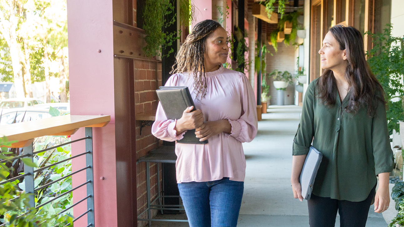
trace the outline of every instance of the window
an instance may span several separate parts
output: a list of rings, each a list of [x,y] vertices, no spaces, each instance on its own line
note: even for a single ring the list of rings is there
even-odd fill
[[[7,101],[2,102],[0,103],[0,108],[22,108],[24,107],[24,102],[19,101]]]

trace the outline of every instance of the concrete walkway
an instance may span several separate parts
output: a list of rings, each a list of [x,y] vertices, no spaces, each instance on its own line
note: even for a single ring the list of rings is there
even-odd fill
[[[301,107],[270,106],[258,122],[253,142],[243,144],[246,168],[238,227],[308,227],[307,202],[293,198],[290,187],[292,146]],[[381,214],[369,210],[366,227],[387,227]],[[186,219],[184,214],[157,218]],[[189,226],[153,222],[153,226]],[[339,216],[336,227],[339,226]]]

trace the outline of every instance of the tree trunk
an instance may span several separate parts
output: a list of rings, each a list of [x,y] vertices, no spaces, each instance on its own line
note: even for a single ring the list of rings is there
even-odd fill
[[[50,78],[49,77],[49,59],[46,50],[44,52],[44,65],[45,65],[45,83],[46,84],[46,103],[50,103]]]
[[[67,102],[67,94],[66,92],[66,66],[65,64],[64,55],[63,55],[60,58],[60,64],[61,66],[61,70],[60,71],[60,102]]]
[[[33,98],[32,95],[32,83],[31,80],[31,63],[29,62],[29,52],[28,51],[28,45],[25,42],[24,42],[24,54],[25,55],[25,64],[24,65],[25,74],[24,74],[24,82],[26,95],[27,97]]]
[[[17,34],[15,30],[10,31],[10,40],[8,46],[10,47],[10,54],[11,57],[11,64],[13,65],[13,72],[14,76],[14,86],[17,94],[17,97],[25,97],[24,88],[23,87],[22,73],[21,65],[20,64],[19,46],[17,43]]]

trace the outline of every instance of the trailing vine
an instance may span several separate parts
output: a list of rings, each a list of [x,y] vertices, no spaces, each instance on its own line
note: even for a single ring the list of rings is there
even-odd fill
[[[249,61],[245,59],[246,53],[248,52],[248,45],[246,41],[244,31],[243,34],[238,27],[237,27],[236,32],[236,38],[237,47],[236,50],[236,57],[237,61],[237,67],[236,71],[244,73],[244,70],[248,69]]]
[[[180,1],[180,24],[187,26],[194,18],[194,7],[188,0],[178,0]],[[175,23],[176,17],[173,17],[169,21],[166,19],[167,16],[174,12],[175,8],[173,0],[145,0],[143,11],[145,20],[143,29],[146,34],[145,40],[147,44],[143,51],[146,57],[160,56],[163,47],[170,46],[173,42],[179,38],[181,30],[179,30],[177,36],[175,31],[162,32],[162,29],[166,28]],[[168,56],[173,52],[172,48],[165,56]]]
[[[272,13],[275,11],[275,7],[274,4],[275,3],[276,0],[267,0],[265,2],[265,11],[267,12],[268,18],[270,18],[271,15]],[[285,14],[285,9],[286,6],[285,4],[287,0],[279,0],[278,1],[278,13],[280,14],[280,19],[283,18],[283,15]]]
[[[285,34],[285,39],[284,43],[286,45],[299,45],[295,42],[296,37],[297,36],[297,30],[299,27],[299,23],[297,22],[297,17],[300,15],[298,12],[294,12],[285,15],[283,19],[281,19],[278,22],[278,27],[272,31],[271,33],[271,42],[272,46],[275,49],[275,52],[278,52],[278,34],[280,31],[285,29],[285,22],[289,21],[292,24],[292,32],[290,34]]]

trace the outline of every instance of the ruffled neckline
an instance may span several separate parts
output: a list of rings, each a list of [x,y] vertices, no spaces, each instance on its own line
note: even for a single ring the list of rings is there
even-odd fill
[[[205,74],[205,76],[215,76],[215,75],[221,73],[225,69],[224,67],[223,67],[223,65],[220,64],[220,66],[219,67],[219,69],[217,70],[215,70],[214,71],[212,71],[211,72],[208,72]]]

What is required: Write out again, unchanged, the lines from the one that contains "trace the outline of every instance of the ruffled" through the final line above.

Right answer:
trace the outline of every instance of the ruffled neckline
an instance may span several separate parts
output: a list of rings, each a list of [x,y] vertices, no spaces, each instance on its own line
note: even for a single ring the list of rings is there
even-odd fill
[[[205,74],[205,76],[215,76],[215,75],[221,73],[225,69],[224,67],[223,67],[223,65],[220,64],[220,66],[219,67],[219,69],[217,70],[215,70],[214,71],[212,71],[211,72],[208,72]]]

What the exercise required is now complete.